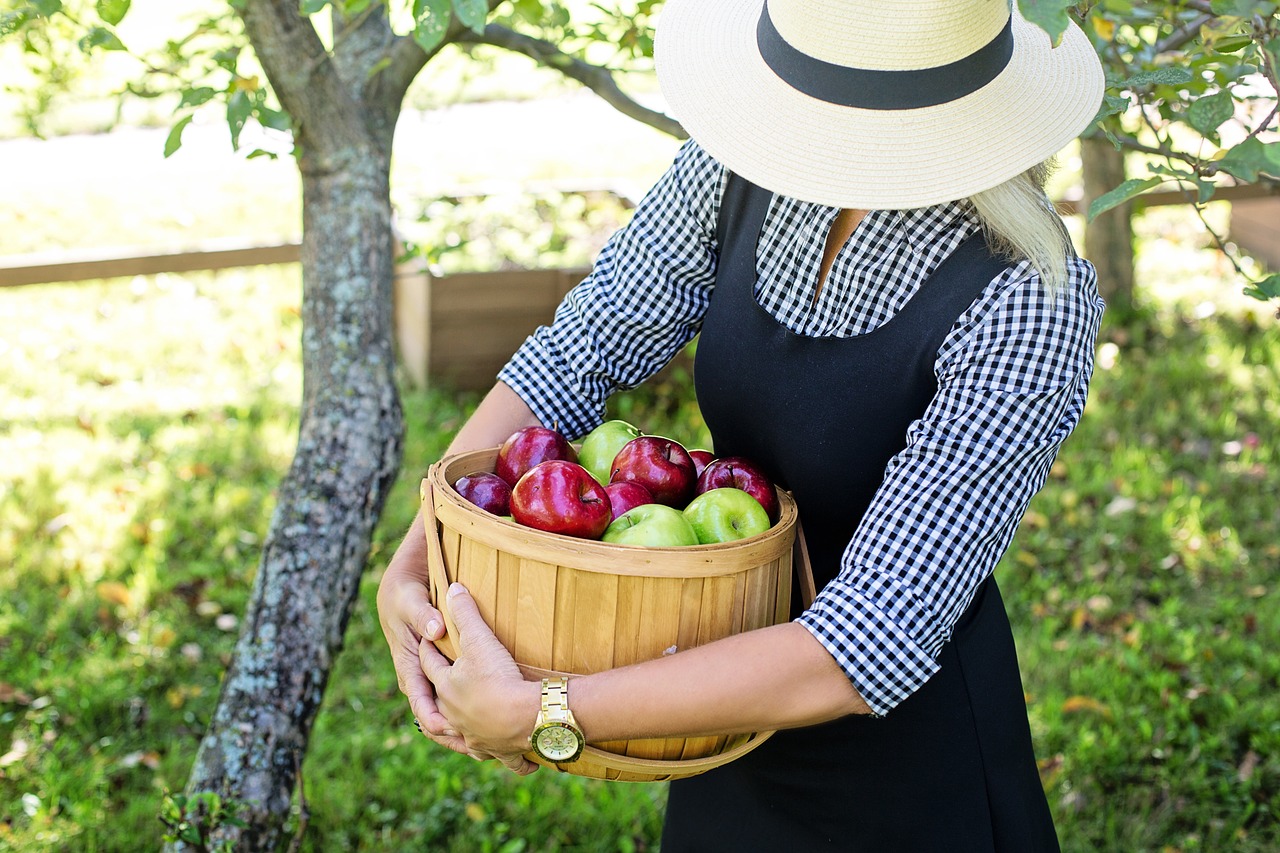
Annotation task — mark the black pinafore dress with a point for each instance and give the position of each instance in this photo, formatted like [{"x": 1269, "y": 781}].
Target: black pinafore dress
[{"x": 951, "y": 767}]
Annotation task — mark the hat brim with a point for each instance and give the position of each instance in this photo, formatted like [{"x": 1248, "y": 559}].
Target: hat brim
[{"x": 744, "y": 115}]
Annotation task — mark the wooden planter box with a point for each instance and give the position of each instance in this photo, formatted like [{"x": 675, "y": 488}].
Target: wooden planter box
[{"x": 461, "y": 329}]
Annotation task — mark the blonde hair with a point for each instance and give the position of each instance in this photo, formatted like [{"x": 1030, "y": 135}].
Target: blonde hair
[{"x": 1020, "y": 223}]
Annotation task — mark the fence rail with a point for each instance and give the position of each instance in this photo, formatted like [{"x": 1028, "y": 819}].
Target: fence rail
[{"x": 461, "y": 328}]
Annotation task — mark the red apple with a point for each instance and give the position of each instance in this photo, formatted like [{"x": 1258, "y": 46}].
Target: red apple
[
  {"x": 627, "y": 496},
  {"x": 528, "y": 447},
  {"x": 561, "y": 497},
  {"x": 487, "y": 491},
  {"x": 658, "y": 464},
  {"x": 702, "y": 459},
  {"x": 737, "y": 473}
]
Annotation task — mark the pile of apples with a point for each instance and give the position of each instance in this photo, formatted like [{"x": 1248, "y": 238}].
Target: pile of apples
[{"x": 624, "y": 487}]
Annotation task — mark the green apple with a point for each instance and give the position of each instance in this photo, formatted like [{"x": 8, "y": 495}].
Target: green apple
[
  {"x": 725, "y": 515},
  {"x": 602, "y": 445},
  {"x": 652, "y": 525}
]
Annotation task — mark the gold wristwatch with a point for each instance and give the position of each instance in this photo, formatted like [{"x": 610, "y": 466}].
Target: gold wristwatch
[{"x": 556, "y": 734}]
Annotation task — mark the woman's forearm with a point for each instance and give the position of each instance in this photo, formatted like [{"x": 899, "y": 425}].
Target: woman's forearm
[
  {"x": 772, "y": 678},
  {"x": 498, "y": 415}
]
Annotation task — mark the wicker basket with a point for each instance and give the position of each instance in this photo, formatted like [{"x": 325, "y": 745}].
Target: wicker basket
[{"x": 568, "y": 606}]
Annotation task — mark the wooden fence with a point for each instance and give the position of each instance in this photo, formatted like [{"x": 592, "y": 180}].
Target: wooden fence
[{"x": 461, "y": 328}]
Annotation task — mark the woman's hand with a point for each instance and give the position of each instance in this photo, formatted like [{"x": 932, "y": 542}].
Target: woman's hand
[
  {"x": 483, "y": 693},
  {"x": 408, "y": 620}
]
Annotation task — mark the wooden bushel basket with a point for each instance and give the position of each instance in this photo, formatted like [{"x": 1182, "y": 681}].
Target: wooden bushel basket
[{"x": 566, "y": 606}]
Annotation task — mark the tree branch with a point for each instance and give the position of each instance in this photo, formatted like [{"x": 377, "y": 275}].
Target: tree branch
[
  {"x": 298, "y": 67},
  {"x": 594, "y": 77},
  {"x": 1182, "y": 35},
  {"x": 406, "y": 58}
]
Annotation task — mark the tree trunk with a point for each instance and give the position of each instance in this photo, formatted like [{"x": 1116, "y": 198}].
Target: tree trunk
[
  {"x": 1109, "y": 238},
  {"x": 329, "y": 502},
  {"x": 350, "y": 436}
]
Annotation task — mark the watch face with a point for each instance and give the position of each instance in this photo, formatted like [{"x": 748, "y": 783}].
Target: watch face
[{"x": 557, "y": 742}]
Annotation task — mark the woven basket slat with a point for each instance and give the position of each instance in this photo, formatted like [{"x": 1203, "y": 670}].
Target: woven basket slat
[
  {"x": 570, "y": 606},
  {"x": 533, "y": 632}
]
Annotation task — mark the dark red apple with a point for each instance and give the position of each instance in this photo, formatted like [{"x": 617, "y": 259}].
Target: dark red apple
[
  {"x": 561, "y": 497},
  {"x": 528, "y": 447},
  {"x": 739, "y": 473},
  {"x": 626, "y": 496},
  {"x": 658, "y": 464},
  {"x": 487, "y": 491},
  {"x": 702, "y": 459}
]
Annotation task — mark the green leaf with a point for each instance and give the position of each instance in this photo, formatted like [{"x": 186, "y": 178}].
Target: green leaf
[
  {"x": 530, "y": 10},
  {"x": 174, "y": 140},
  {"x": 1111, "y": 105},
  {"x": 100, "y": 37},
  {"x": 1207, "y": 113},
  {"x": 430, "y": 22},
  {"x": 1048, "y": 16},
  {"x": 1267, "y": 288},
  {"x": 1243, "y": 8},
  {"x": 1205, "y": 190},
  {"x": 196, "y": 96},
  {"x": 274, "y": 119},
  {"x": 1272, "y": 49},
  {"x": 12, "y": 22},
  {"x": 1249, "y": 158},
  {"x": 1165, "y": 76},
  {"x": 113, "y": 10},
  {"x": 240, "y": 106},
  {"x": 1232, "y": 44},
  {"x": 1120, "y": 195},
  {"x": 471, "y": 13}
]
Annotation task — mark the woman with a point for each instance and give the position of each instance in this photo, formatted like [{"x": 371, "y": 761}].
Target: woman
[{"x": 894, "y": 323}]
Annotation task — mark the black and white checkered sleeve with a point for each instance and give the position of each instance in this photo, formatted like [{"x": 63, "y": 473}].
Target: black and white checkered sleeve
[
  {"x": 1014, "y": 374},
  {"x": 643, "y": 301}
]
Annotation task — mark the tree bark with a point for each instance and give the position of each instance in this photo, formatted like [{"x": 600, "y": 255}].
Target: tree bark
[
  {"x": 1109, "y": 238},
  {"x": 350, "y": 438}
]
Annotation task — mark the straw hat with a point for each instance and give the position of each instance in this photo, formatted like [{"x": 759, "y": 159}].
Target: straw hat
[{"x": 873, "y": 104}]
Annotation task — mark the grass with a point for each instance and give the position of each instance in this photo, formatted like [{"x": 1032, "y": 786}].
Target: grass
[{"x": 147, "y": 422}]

+ + + +

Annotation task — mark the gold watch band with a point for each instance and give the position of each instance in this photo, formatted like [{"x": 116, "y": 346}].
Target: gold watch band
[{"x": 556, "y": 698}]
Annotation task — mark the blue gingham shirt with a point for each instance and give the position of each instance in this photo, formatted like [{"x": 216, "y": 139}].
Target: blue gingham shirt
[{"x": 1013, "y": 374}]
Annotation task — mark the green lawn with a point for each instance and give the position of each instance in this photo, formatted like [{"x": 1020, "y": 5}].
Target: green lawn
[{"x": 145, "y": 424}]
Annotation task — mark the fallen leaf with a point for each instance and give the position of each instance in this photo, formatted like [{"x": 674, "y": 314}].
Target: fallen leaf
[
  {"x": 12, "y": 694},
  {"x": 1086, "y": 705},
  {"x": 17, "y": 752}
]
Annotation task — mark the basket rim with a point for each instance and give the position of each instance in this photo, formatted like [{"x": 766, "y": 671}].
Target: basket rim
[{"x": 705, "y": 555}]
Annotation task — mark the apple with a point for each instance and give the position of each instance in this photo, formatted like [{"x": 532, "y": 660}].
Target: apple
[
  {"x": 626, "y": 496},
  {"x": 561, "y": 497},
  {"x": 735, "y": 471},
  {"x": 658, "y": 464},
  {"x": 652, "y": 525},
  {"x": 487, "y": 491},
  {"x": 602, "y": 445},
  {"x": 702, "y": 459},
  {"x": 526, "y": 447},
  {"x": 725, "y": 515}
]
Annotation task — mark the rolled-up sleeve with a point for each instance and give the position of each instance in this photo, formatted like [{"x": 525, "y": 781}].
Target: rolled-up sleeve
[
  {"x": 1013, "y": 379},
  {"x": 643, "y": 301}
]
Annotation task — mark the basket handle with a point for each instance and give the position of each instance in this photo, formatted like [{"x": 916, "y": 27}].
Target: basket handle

+ + + +

**Task objective**: Count the lines in both blocks above that contain the word "bushel", and reply with the number only.

**Expected answer**: 2